• **PAGE TEXT**
Introduction

This unit of work was created in partnership with The Garret and accompanies their interview with Don Watson. Please click here to access the Interview, Bibliography, Show notes and Transcript, and Author profile.

The following activities and tasks have been designed to be studied and used in full or in part, depending on teacher and student contexts. The activities have been formulated for use with a whole class or small groups; particular groupings being left up to the teacher’s discretion. All activities can be adapted to suit smaller groups or individual students. Activities are linked to particular sections of Don Watson’s interview, with the relevant portion of the podcast noted at the beginning of the activity. Other activities build upon and engage with the issues raised in the interview itself.

 

Getting to know the author, including:

  • cultural background
  • family, family history and relationships
  • personal experiences
  • influences.

• **SET TASKS**
1. According to the introduction, what organization was the unit of work created in partnership with?
2. List every aspect of getting to know the author that the introduction names.
3. Reproduce the introduction's wording, starting at "The following activities" and ending at "the interview itself.".
Base each answer only on the introduction above.

• **INFORMATION SHOWN**

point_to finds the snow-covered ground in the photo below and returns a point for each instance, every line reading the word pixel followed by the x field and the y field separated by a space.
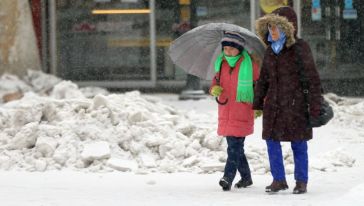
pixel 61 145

• **RESPONSES**
1. The Garret.

2.
- cultural background
- family, family history and relationships
- personal experiences
- influences

3.
The following activities and tasks have been designed to be studied and used in full or in part, depending on teacher and student contexts. The activities have been formulated for use with a whole class or small groups; particular groupings being left up to the teacher’s discretion. All activities can be adapted to suit smaller groups or individual students. Activities are linked to particular sections of Don Watson’s interview, with the relevant portion of the podcast noted at the beginning of the activity. Other activities build upon and engage with the issues raised in the interview itself.